* Start *

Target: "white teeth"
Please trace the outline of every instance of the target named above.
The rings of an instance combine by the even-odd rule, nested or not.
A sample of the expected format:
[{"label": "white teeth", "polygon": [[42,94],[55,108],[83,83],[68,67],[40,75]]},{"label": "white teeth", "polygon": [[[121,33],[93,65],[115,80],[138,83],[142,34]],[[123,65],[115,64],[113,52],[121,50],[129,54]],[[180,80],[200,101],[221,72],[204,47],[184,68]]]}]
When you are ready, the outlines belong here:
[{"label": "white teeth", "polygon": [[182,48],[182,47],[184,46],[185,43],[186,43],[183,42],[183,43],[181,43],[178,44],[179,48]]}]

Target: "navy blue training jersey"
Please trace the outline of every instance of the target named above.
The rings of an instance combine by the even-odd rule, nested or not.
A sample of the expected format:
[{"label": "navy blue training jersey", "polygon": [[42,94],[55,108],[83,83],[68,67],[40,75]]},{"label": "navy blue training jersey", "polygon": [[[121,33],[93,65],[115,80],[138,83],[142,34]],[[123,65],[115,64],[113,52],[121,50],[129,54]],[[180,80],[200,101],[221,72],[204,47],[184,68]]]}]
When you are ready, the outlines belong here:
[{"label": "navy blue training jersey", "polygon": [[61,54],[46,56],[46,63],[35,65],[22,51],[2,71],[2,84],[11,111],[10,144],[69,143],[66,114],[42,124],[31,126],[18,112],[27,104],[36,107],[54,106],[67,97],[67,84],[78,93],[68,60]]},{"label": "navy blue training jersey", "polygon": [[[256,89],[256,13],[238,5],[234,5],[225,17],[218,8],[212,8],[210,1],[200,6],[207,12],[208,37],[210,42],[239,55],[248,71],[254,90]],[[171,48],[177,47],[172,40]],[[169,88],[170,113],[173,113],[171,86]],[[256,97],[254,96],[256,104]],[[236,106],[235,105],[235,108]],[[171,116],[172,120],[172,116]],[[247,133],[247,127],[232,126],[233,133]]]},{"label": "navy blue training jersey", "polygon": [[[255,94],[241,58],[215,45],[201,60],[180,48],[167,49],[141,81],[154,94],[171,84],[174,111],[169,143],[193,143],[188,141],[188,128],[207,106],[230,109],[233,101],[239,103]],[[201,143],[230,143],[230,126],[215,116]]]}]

* End *

> [WRITTEN INSTRUCTION]: Please count the lines in the items above that contain the string "teeth" and reply with that number alone.

> [TASK SOLUTION]: 3